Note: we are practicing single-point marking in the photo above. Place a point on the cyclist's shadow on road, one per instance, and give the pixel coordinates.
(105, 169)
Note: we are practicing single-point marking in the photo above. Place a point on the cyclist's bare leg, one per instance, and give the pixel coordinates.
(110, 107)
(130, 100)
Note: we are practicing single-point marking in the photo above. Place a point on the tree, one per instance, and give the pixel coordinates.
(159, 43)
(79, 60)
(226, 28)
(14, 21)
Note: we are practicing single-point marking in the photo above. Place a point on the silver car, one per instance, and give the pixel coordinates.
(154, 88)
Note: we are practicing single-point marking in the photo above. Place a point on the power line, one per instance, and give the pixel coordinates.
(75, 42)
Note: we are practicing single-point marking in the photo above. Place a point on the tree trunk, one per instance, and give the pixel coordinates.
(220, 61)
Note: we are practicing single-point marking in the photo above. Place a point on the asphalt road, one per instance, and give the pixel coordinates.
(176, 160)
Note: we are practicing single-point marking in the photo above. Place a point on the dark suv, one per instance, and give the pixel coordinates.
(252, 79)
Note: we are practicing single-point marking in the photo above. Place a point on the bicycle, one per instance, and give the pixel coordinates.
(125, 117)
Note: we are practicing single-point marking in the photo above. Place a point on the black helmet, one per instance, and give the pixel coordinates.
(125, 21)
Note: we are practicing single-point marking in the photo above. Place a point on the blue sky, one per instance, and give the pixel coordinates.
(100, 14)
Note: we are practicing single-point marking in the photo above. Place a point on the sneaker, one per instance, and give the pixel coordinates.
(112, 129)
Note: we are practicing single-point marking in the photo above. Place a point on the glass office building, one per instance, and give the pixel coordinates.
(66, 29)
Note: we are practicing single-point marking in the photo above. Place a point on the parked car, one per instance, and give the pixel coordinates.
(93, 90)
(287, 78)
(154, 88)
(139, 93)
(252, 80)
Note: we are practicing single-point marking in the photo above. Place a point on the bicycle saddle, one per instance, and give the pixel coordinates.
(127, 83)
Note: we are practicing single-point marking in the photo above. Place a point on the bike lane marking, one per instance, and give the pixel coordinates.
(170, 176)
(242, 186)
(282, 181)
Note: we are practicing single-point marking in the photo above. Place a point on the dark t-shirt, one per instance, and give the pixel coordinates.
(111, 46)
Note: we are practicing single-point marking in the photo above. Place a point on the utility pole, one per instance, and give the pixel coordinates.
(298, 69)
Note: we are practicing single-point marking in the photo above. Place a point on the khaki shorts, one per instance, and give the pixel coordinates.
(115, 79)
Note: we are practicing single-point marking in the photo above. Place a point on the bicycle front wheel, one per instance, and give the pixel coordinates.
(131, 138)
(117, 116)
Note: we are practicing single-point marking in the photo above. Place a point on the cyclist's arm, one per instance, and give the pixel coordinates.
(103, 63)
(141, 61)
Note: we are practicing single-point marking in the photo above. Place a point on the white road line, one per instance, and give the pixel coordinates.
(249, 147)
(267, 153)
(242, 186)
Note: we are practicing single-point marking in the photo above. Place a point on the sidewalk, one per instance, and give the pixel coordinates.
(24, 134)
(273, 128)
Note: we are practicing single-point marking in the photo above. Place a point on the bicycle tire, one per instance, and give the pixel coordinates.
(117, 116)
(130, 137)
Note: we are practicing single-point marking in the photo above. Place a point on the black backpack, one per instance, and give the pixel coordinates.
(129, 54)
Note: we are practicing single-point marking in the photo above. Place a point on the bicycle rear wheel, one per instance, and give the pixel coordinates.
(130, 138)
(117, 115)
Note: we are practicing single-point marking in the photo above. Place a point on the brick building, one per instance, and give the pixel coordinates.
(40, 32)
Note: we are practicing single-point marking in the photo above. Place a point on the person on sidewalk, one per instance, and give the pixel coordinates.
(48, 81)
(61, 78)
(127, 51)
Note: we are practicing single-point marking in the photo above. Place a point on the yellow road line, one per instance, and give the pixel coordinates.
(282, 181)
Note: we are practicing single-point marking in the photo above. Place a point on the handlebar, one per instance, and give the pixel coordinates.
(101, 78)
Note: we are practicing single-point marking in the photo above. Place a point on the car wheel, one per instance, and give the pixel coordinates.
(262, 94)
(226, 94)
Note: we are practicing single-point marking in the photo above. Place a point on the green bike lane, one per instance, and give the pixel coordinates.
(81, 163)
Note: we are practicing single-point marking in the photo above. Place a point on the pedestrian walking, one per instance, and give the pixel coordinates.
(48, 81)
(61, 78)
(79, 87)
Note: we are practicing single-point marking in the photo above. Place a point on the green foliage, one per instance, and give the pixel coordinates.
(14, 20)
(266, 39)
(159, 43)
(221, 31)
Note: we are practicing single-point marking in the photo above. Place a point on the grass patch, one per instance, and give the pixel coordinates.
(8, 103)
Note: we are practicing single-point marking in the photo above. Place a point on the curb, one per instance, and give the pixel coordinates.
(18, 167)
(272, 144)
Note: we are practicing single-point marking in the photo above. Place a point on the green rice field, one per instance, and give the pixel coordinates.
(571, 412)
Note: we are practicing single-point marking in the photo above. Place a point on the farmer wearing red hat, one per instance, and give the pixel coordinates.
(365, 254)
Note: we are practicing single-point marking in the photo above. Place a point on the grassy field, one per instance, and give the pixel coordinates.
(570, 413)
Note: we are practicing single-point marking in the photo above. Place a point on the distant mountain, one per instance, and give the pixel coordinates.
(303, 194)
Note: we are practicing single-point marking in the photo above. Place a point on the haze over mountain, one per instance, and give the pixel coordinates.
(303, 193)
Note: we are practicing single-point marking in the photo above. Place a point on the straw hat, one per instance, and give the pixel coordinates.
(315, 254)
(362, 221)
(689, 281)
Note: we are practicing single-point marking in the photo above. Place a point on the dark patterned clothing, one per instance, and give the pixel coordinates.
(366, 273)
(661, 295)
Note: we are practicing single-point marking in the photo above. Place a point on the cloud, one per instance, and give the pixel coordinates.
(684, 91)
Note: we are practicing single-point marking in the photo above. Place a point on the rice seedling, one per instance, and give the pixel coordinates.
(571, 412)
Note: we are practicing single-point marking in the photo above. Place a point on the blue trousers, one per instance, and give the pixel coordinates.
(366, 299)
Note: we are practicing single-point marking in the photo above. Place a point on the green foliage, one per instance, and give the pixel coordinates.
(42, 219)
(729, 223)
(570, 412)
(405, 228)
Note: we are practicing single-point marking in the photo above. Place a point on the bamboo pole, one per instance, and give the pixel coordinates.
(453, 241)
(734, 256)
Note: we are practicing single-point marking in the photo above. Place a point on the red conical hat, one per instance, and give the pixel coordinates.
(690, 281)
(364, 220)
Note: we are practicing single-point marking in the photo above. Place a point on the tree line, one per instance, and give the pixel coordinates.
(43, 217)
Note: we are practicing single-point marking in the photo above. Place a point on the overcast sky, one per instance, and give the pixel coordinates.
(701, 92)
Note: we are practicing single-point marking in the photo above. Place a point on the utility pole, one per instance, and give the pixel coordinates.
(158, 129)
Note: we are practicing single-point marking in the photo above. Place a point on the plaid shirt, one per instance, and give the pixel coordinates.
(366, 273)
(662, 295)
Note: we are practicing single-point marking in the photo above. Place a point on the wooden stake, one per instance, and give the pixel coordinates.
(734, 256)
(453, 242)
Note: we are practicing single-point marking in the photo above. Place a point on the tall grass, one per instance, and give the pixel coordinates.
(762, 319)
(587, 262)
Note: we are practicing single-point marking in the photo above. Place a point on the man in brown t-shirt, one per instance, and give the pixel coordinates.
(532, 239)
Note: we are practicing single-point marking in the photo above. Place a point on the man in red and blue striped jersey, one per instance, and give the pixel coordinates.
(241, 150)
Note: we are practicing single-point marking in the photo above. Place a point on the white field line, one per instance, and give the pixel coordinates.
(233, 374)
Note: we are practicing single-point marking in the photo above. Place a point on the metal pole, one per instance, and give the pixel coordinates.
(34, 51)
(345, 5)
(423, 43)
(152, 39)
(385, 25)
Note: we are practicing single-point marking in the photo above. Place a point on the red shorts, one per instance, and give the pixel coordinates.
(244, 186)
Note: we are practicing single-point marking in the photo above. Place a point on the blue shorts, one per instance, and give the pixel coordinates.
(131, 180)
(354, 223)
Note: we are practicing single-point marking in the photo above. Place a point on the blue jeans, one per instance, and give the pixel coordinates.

= = = =

TASK DESCRIPTION.
Convert the lines of the listing above, from the line containing "blue shorts, one" through the last line of the listing, both included, into a numbered list, leaving out any blank lines.

SOLVED PROBLEM.
1. Note: we are practicing single-point marking in the photo above. Place a point on the blue shorts, one per instance, and give the pixel coordinates.
2. (131, 180)
3. (354, 223)
4. Note: we are practicing single-point marking in the photo above. Place a point on the blue jeans, one per instance, and give the pixel coordinates.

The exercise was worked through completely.